Reproduce every line of the data below word for word, with no changes.
---
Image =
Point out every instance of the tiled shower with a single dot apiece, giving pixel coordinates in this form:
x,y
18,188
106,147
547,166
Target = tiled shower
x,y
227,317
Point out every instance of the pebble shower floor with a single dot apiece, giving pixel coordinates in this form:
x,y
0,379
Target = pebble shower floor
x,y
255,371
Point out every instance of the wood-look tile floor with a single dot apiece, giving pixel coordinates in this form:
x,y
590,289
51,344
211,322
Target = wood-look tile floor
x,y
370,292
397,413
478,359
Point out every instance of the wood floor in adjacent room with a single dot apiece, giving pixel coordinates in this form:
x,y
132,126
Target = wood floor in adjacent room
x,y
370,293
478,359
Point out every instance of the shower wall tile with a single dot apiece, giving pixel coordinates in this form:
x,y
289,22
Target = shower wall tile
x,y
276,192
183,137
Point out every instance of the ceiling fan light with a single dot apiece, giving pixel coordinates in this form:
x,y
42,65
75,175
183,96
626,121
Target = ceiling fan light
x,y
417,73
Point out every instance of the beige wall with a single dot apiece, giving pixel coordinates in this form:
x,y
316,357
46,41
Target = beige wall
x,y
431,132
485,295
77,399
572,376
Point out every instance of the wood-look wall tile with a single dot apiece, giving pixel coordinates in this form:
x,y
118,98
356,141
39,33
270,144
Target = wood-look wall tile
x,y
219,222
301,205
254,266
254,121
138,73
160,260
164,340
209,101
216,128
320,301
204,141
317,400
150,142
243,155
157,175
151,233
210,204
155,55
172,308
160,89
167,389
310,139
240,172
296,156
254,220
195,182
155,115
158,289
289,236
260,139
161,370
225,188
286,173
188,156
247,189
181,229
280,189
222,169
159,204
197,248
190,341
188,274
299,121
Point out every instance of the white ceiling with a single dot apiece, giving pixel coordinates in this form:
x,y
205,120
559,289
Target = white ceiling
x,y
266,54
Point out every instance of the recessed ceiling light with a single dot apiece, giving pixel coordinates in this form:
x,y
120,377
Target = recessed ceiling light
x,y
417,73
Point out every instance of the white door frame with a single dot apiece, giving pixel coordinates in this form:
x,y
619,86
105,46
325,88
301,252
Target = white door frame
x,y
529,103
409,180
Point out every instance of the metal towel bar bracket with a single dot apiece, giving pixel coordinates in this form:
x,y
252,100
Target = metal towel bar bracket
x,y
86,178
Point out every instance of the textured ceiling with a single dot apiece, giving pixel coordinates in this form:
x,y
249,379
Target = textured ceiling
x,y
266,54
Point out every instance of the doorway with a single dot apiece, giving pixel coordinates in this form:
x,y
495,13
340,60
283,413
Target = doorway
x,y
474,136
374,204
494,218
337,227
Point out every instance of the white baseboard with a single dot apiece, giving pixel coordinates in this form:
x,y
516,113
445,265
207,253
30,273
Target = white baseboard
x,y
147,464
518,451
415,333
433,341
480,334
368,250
---
Finished answer
Image =
Point out every instance of the tiled shower with a single dot apiece, giving pixel coordinates in this form:
x,y
18,188
106,147
547,166
Target = tiled shower
x,y
227,317
Point out every instance of the pebble shower floor with a single dot apiece, giving pixel coordinates in this form:
x,y
0,379
Target = pebble shower floor
x,y
255,371
Point out every instance of the wood-look tile floor with a single dot apiece, giving pixel coordinates in this form:
x,y
590,289
51,344
211,322
Target = wood-look tile floor
x,y
370,292
397,413
478,359
Point out every instance of the wood floor in adjacent room with a single dot apiece, giving pixel coordinates in this form:
x,y
132,126
Target = wood floor in adjacent room
x,y
370,293
478,359
Point out every instance of the shower wall tile with a single dot apiece, giving pixel coordinates in this form:
x,y
289,22
Target = shower wall tile
x,y
276,192
183,137
Point out every instance of the ceiling fan light with a single dot apiece, giving pixel coordinates in this form:
x,y
42,65
75,175
183,96
626,121
Target = ceiling fan light
x,y
417,73
Point out every instance of the beige wall with a single dot apiece, giving pixel coordinates in this form:
x,y
316,357
46,41
Target = beige wall
x,y
431,132
485,295
77,399
572,376
Point out every instance of the wood-look wall tile with a single dot apiece, giving pixel coordinates in this form:
x,y
118,98
356,141
39,33
270,144
Target = wood-look wall tile
x,y
219,222
301,205
254,266
254,121
138,73
160,260
164,340
209,101
216,128
320,301
204,141
317,400
150,142
243,155
157,175
151,233
210,204
155,55
172,308
160,89
167,389
310,139
240,172
296,156
254,220
195,182
155,115
158,289
289,236
260,139
161,370
225,188
286,173
188,156
247,189
181,229
280,189
222,169
159,204
197,248
190,341
188,274
299,121
Point out every instance of the white ceiling with a single dot apiece, giving pixel coordinates in this form:
x,y
205,120
559,289
Target = white ceiling
x,y
266,54
Point out every instance of the recessed ceiling light with a single dot apiece, giving pixel coordinates in this form:
x,y
120,377
Target = recessed ceiling light
x,y
417,73
Point out every instance of the white door frame with a single dot apiece, giving pixel coordinates in this form:
x,y
619,86
105,46
325,88
301,252
Target = white door frame
x,y
529,103
409,180
Point out every instance of the metal towel bar bracket with a single dot apiece, giving pixel coordinates in this form:
x,y
252,100
Target = metal towel bar bracket
x,y
86,178
Point out every instance of the textured ceiling with a single dot apiece, giving pixel coordinates in this form:
x,y
249,379
Target = textured ceiling
x,y
266,54
Point out every instance of the doorway with a single dot apiece, giving pixel coordinates in this form:
x,y
495,13
340,60
283,413
Target = doorway
x,y
474,136
374,204
494,218
337,227
Point out every instance of the white baseboard with a single dot apiece, giving pixel coordinates in this form:
x,y
516,113
445,265
207,253
30,273
Target = white baseboard
x,y
147,464
518,451
415,333
433,341
480,334
368,250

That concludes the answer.